- [Stated goal]:
State how many lines in the items below contain the string "grass", treating uppercase and lowercase as different. Reply with the number alone.

- [Provided records]:
******

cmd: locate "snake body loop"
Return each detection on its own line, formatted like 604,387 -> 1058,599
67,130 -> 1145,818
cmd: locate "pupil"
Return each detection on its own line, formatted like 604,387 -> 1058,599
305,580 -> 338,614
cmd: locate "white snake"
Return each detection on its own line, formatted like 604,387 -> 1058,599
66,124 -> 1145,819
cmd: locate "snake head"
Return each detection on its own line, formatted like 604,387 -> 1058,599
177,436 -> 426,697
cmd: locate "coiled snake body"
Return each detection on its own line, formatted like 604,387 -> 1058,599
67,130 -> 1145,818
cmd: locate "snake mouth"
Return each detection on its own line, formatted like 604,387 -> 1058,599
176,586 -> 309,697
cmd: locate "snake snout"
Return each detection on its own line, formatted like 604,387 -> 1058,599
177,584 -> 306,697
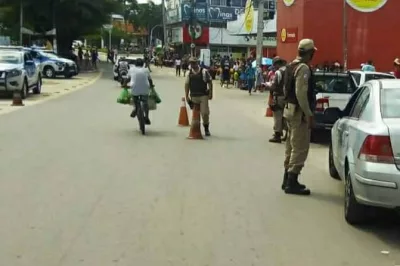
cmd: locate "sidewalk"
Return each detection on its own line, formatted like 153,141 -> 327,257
0,71 -> 102,115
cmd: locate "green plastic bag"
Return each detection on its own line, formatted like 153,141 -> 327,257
117,88 -> 131,104
149,87 -> 161,104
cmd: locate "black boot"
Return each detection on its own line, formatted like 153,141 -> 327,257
269,132 -> 282,143
281,169 -> 288,190
203,124 -> 211,137
285,172 -> 311,195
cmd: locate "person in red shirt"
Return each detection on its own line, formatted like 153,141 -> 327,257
394,58 -> 400,79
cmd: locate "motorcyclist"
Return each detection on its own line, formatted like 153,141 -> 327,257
128,58 -> 154,125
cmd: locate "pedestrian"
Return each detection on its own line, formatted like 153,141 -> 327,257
393,58 -> 400,79
282,39 -> 317,195
182,57 -> 189,77
254,64 -> 264,92
185,57 -> 213,136
91,48 -> 97,70
269,57 -> 286,143
175,57 -> 182,77
221,56 -> 231,89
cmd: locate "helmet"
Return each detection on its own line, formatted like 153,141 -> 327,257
135,58 -> 144,67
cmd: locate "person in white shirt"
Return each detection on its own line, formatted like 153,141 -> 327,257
175,57 -> 182,77
129,59 -> 153,125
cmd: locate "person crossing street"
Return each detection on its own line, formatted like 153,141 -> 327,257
185,57 -> 213,136
282,39 -> 317,195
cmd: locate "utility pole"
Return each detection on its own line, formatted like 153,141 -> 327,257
342,0 -> 348,71
256,0 -> 267,66
52,0 -> 57,53
161,0 -> 168,47
189,0 -> 196,56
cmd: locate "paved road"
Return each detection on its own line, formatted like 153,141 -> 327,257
0,65 -> 400,266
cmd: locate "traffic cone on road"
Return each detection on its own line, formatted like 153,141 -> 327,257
178,97 -> 189,127
188,104 -> 203,139
11,91 -> 25,106
265,92 -> 274,117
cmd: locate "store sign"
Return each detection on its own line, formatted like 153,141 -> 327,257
208,6 -> 244,22
283,0 -> 295,6
181,3 -> 208,21
171,28 -> 182,43
346,0 -> 388,12
183,24 -> 210,45
281,28 -> 298,43
244,0 -> 254,33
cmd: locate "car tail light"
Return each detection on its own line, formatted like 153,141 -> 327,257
358,135 -> 394,164
315,98 -> 329,112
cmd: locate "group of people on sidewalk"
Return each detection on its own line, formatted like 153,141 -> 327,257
185,39 -> 317,195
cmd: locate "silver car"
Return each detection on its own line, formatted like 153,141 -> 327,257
0,50 -> 42,99
325,79 -> 400,224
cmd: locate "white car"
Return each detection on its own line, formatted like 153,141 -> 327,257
325,79 -> 400,224
0,49 -> 42,99
350,70 -> 396,87
311,70 -> 396,142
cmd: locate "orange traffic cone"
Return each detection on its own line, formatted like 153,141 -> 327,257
178,97 -> 189,127
11,91 -> 25,106
265,92 -> 274,117
188,104 -> 203,139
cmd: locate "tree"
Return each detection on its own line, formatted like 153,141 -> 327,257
0,0 -> 121,52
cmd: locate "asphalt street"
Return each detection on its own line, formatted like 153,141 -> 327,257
0,65 -> 400,266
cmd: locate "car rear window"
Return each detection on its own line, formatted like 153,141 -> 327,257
365,74 -> 395,82
381,88 -> 400,118
315,75 -> 355,93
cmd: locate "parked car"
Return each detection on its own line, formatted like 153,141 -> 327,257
325,79 -> 400,224
0,50 -> 42,99
311,71 -> 395,141
29,49 -> 78,78
0,46 -> 78,78
113,56 -> 143,81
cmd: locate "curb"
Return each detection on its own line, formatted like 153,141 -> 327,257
0,71 -> 104,116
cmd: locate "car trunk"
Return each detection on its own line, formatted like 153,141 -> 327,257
383,118 -> 400,169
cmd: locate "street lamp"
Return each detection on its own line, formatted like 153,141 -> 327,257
189,0 -> 196,56
103,24 -> 113,49
19,0 -> 24,46
342,0 -> 348,71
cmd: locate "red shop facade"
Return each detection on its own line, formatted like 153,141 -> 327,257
277,0 -> 400,71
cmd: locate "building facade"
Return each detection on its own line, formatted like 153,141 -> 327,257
166,0 -> 276,56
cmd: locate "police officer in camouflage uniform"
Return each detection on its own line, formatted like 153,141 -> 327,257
282,39 -> 317,195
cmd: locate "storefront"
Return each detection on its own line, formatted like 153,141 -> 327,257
277,0 -> 400,71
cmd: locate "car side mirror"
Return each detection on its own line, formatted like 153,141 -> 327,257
25,60 -> 35,66
324,107 -> 343,124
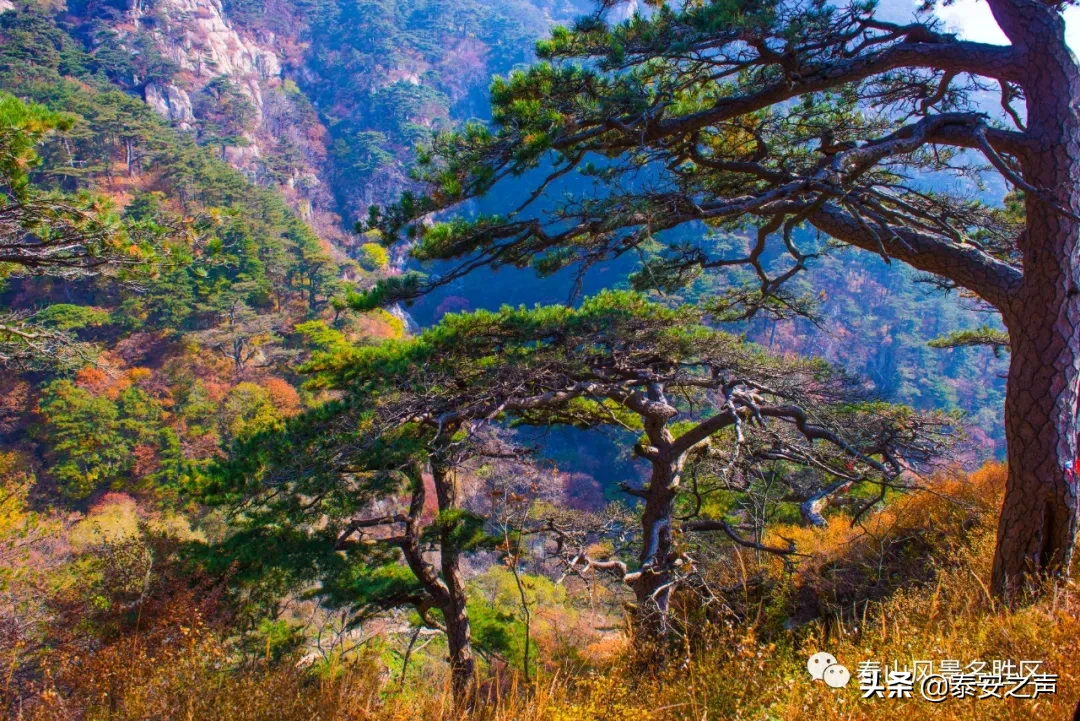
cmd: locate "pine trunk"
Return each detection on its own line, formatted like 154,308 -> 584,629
991,2 -> 1080,596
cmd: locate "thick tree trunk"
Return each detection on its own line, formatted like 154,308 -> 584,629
632,459 -> 679,637
993,317 -> 1080,595
432,461 -> 476,708
990,0 -> 1080,595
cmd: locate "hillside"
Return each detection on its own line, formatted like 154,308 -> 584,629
0,0 -> 1080,721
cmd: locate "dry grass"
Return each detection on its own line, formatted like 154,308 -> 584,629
8,466 -> 1080,721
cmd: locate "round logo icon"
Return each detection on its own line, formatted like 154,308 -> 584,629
807,652 -> 836,681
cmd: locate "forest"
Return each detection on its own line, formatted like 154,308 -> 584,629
0,0 -> 1080,721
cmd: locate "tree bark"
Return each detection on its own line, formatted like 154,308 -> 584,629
990,0 -> 1080,596
432,460 -> 476,708
630,453 -> 683,640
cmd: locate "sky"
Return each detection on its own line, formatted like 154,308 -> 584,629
916,0 -> 1080,53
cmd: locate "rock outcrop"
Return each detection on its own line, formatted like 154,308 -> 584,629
144,82 -> 195,131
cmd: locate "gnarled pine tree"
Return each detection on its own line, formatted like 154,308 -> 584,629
365,0 -> 1080,594
214,293 -> 947,682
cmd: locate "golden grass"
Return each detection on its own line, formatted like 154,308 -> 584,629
10,466 -> 1080,721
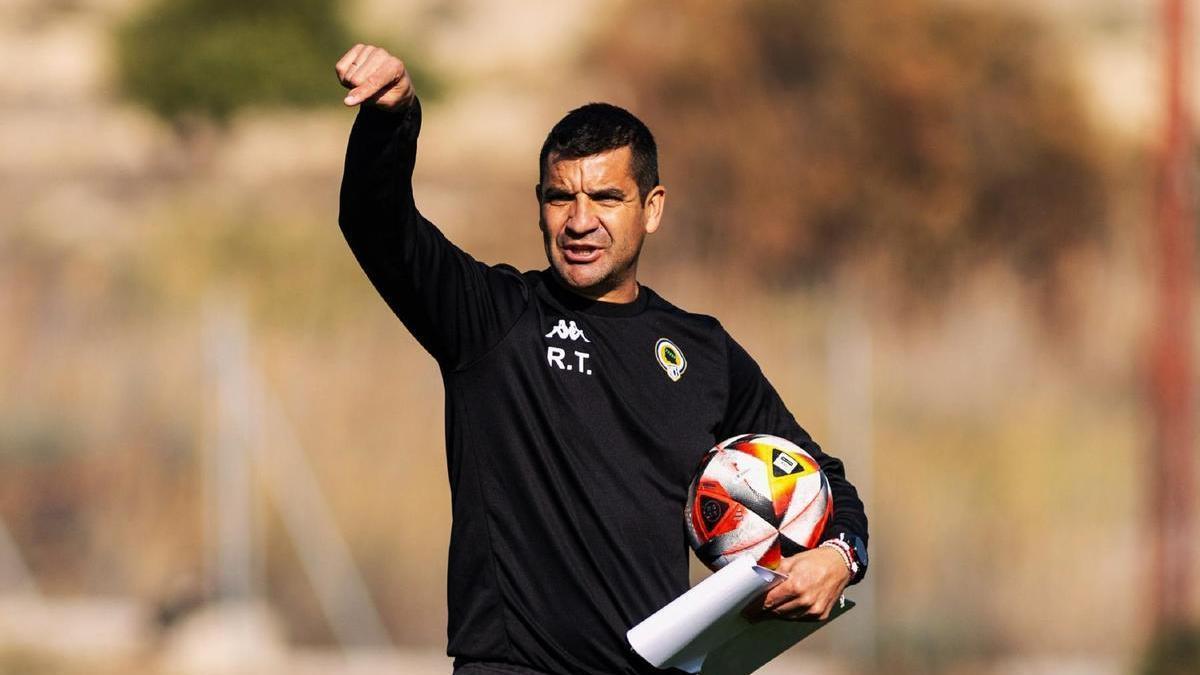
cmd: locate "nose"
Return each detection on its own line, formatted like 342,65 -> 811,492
566,195 -> 600,237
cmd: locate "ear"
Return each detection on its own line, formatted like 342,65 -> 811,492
642,185 -> 667,234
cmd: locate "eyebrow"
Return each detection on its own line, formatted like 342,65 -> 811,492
542,187 -> 625,202
588,187 -> 625,202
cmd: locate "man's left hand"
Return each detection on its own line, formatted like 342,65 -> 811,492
755,548 -> 850,621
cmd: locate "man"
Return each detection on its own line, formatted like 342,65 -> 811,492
336,44 -> 866,674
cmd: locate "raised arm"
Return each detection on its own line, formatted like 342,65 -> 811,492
335,44 -> 528,370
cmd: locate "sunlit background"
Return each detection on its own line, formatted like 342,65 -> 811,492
0,0 -> 1200,674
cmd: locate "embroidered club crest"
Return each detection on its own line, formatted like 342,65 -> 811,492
654,338 -> 688,382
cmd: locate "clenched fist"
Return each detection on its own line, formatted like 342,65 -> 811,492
334,44 -> 416,110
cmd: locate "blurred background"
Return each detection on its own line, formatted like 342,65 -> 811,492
0,0 -> 1200,674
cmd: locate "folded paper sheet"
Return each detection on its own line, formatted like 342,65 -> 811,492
626,557 -> 853,675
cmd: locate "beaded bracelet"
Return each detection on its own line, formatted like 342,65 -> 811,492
817,539 -> 858,577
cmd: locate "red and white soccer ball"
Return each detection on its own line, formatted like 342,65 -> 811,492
684,434 -> 833,571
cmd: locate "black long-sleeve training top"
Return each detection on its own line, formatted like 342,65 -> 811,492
340,101 -> 868,674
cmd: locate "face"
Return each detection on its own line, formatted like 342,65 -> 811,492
538,145 -> 666,303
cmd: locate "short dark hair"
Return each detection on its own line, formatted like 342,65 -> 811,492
538,103 -> 659,199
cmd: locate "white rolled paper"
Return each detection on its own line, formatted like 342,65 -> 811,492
625,556 -> 786,673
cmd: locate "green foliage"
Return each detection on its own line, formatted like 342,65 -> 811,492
118,0 -> 353,125
1140,627 -> 1200,675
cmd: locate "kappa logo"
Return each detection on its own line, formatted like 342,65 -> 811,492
654,338 -> 688,382
545,318 -> 592,342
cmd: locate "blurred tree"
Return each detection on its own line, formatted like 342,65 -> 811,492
589,0 -> 1108,292
118,0 -> 353,129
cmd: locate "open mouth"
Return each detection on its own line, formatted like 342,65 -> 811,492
563,244 -> 602,264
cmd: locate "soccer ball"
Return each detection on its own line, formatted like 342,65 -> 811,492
684,434 -> 833,572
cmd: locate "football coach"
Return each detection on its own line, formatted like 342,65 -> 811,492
335,44 -> 868,674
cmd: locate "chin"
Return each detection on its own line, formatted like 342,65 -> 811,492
554,262 -> 611,292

******

- [Solution for this problem]:
2